**** Input for this task

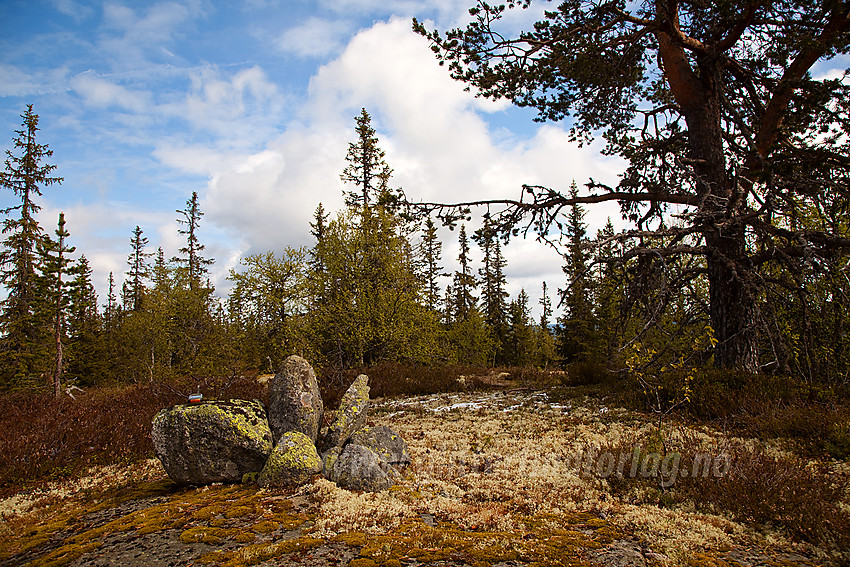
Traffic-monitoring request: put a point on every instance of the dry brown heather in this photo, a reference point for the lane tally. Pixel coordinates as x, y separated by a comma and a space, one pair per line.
494, 480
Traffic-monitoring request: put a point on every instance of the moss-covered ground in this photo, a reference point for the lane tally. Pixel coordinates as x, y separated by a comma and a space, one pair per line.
494, 482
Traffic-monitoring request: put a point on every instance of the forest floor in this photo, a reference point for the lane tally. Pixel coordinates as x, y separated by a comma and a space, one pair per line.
499, 477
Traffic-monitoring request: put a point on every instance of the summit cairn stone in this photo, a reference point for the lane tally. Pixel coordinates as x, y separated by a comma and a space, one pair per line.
293, 461
385, 442
295, 403
351, 416
361, 468
212, 441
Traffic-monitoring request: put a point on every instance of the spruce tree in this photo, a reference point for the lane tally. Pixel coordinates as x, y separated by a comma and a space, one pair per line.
464, 283
576, 331
366, 168
431, 255
87, 358
134, 288
194, 264
53, 263
25, 174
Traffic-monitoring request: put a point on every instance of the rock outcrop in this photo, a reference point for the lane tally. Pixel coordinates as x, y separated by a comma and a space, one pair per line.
385, 442
293, 461
232, 441
351, 415
295, 403
360, 468
212, 441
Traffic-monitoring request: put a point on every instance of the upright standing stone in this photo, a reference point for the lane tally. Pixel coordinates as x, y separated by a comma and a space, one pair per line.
295, 403
351, 415
292, 462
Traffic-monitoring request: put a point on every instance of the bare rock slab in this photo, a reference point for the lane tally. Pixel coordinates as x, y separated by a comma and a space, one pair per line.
293, 461
387, 443
295, 403
351, 415
217, 441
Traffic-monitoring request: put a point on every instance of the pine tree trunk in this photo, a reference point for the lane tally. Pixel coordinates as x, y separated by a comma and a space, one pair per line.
733, 308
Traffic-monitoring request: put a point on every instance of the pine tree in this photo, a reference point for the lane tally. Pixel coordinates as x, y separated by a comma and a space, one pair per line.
576, 331
53, 263
87, 358
464, 283
25, 175
195, 264
520, 334
134, 287
545, 339
366, 167
431, 255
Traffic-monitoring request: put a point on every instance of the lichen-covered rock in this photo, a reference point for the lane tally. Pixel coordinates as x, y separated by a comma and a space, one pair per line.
360, 468
329, 458
295, 403
210, 442
351, 415
385, 442
293, 461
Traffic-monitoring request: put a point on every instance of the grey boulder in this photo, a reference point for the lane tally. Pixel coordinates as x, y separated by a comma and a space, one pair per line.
385, 442
351, 415
210, 442
293, 461
360, 468
295, 403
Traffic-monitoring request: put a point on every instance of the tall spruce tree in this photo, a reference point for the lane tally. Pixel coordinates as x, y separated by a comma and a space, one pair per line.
134, 288
53, 264
577, 329
366, 168
87, 357
464, 282
431, 255
22, 345
194, 265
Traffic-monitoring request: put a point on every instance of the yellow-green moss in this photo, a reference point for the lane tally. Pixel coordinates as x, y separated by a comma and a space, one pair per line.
265, 527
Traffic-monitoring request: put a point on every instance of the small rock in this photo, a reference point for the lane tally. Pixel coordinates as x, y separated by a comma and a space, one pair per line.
210, 442
292, 462
619, 554
360, 468
329, 458
295, 403
384, 441
351, 415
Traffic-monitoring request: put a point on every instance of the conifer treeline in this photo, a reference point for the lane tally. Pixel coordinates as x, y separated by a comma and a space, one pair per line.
370, 288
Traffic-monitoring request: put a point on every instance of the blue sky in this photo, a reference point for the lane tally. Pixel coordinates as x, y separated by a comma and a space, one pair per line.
252, 105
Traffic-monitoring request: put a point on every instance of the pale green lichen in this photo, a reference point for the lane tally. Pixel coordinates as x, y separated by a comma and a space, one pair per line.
293, 461
351, 414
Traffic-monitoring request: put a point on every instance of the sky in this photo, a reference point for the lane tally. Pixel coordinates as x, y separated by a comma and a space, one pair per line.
252, 105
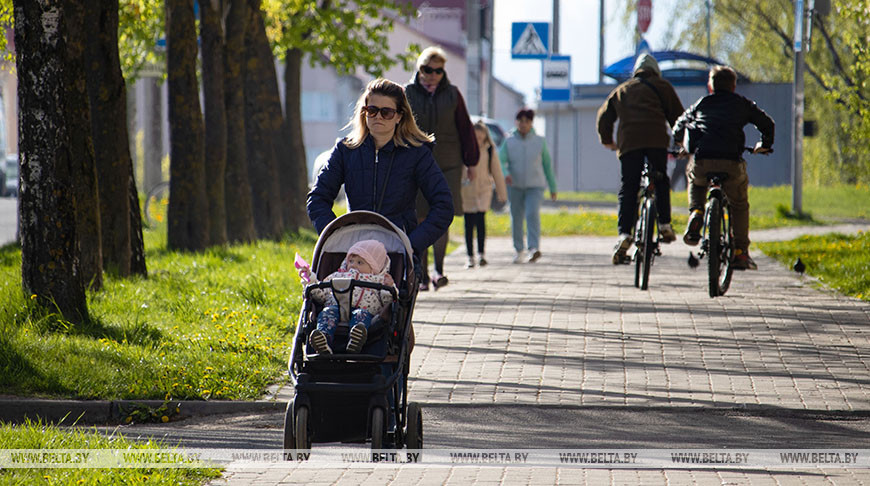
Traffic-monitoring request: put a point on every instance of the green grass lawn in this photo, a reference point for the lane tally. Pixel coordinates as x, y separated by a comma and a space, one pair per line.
839, 261
215, 325
47, 437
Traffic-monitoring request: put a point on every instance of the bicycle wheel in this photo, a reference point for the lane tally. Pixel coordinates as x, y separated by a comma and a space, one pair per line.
645, 259
713, 223
727, 252
639, 238
156, 203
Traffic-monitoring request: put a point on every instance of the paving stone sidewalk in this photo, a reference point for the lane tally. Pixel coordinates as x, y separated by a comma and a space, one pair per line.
571, 329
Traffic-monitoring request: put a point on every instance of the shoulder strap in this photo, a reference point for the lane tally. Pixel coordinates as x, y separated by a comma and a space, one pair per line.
386, 180
656, 91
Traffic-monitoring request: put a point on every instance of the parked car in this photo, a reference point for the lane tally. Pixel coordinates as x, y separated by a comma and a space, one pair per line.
498, 135
11, 172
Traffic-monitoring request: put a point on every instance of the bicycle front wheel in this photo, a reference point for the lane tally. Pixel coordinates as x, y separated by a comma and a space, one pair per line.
646, 251
713, 222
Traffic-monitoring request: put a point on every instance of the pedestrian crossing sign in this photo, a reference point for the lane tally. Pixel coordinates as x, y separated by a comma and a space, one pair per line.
530, 40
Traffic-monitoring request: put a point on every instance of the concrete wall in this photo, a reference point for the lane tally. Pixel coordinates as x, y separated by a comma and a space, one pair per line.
582, 164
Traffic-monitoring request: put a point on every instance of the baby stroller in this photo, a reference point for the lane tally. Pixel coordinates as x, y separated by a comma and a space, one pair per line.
356, 397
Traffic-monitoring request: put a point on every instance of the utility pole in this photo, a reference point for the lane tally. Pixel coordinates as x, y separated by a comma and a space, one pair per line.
800, 38
601, 42
472, 55
709, 50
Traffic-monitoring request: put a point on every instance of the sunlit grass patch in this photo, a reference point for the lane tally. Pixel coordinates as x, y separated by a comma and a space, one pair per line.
211, 325
839, 261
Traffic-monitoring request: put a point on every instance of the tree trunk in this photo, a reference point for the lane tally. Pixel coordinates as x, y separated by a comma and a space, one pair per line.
261, 98
294, 177
188, 204
50, 257
107, 92
212, 33
85, 181
237, 191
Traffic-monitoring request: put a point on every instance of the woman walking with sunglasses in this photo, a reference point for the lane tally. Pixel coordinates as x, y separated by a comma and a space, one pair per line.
440, 110
383, 163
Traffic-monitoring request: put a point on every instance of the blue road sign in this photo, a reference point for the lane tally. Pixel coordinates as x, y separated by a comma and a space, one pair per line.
530, 40
556, 78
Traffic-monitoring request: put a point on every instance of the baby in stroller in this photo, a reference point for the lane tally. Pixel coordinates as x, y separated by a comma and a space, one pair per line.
366, 261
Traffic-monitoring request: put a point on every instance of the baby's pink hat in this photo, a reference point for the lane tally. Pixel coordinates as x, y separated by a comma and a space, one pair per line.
372, 251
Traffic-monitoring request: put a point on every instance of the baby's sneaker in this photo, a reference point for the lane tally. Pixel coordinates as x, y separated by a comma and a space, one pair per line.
358, 336
318, 339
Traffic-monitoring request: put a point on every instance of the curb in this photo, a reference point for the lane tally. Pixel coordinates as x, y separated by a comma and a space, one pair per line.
16, 411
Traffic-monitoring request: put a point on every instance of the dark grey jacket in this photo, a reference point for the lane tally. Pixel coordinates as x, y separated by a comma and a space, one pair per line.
715, 125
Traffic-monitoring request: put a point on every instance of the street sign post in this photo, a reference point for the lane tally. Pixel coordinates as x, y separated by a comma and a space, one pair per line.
644, 14
556, 78
530, 40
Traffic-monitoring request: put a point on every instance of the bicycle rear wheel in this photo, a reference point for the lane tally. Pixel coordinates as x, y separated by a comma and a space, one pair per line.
646, 248
727, 251
713, 222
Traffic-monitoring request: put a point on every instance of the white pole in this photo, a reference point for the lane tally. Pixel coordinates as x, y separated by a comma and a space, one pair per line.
798, 108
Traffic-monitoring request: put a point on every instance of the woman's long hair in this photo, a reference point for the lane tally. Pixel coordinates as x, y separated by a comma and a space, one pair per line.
407, 132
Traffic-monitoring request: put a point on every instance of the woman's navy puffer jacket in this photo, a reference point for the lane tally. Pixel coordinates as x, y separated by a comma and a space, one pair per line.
412, 168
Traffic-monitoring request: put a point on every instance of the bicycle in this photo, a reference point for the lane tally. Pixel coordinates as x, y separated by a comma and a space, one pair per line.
717, 239
155, 204
646, 245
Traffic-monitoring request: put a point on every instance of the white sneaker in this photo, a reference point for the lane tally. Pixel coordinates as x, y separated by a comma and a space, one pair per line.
621, 247
667, 233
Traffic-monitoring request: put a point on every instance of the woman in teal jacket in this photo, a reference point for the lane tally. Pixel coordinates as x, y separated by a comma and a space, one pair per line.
527, 172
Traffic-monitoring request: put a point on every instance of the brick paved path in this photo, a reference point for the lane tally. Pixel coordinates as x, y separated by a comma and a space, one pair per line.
571, 329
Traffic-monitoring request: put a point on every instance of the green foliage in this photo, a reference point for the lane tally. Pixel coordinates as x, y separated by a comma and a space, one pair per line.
38, 435
214, 325
756, 38
141, 24
839, 261
6, 19
347, 35
852, 88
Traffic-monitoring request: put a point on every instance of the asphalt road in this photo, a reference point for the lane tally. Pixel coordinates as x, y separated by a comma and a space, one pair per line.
517, 426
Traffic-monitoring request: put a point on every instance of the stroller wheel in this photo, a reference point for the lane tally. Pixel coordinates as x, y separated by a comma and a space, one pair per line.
414, 432
378, 428
289, 430
303, 441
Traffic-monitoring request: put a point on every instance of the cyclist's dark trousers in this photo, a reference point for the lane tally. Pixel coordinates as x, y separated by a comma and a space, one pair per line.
632, 167
472, 221
736, 190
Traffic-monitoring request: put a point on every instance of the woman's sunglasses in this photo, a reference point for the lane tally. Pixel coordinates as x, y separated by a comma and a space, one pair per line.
386, 113
428, 70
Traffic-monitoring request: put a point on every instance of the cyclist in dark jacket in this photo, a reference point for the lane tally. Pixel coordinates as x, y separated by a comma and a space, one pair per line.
383, 163
714, 125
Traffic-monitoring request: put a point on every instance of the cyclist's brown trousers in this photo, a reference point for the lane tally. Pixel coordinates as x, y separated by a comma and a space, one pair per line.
735, 187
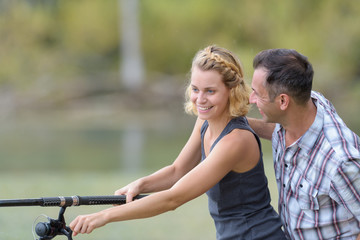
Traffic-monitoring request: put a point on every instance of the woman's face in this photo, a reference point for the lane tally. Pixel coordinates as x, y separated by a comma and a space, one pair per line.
209, 94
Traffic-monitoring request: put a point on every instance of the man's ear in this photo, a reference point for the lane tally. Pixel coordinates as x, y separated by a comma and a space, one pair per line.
284, 101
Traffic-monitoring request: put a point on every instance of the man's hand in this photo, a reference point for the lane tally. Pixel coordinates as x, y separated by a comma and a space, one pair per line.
87, 223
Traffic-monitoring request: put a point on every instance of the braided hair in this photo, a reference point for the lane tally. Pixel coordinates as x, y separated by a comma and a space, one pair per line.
229, 67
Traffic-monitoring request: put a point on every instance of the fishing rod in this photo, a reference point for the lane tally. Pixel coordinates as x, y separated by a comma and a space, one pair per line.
53, 227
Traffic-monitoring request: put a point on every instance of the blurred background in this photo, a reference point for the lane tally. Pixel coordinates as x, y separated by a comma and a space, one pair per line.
91, 93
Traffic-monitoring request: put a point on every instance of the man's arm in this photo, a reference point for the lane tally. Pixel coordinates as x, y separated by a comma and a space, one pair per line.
263, 129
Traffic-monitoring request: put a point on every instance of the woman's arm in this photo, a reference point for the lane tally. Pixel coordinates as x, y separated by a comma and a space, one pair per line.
166, 177
263, 129
223, 158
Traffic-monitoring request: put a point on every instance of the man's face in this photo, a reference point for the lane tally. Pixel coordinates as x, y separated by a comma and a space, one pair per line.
260, 96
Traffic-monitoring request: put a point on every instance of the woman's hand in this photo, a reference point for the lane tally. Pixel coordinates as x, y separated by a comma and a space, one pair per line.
87, 223
131, 190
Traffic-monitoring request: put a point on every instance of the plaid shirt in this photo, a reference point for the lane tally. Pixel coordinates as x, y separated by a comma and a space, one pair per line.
318, 178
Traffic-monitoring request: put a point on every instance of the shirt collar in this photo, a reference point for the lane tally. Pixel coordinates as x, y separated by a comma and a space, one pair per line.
308, 140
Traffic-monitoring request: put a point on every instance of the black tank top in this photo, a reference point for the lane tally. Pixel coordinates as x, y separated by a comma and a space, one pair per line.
240, 202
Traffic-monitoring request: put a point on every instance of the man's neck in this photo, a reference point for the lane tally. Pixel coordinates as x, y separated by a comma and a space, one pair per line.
298, 121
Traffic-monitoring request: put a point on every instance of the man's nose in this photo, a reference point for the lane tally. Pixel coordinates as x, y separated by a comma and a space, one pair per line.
201, 97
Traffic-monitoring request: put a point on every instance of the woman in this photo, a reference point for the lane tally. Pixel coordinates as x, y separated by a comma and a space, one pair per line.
222, 158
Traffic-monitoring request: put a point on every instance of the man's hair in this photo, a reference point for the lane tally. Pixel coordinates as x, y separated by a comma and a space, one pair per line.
214, 58
287, 72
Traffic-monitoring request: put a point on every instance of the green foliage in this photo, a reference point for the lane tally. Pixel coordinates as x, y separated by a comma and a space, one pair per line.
48, 44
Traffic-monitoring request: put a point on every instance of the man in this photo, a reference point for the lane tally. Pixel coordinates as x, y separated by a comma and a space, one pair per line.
316, 156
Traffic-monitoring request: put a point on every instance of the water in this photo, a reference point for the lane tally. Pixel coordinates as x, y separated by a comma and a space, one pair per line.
65, 154
57, 143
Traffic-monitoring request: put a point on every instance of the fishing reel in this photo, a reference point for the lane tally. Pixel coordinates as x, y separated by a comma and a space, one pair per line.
53, 227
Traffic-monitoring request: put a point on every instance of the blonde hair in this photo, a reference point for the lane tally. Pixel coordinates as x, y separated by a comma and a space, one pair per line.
229, 67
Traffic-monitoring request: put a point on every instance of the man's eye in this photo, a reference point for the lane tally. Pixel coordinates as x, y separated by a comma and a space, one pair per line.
195, 90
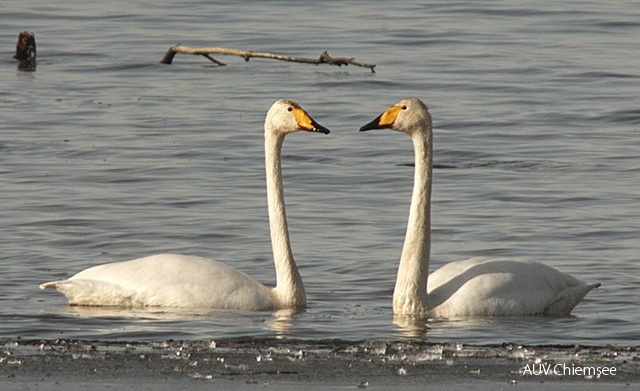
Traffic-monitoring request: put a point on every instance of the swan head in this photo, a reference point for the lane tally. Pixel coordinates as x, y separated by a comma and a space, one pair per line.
409, 115
286, 116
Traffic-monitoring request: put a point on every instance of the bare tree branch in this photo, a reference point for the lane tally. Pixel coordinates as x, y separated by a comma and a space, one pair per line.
324, 58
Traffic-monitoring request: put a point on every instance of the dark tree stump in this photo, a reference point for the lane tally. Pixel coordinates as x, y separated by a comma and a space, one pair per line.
26, 51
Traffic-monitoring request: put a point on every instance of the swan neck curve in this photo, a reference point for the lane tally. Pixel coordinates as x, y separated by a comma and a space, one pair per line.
410, 293
289, 290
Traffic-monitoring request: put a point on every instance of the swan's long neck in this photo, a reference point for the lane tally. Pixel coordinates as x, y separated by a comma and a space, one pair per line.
410, 294
289, 290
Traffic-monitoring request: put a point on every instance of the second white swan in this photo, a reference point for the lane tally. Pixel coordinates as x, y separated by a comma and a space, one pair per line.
473, 287
171, 280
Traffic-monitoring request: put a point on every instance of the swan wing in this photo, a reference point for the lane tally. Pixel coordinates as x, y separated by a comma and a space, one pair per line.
489, 287
167, 280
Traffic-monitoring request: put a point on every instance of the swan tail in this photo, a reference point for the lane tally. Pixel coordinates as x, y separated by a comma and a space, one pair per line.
92, 293
569, 298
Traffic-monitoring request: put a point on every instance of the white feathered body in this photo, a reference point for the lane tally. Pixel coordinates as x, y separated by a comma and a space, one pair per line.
166, 280
501, 287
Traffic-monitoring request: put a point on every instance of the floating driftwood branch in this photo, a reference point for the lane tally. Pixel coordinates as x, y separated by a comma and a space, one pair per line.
206, 52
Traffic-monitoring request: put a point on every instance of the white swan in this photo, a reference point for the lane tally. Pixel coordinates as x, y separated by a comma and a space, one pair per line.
170, 280
473, 287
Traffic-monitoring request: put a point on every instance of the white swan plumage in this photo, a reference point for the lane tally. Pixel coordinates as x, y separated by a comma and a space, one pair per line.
472, 287
172, 280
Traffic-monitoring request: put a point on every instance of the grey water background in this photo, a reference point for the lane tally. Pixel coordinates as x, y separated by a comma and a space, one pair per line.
106, 155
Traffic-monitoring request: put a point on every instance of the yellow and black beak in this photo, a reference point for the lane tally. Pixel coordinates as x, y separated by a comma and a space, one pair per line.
305, 122
384, 120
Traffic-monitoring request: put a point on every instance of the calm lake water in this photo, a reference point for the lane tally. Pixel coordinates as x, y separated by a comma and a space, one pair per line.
107, 155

********

*Required work:*
An exact repeat of the lines from the one containing "the yellow and" through the final line of the entries is the whole answer.

*Output for this task:*
Traffic-monitoring request: put a point on every instance of the yellow and black beak in this photo, a reference point for the lane tally. Pixel coordinates as x, y separated by a comma and a space, one pair per line.
305, 122
384, 120
Traffic-monitoring request: put a point on every instance of the calm lake water in this photo, a reference point for the lane tally. Pixel coordinates as x, y separated by a comma and a space, one pair per line.
107, 155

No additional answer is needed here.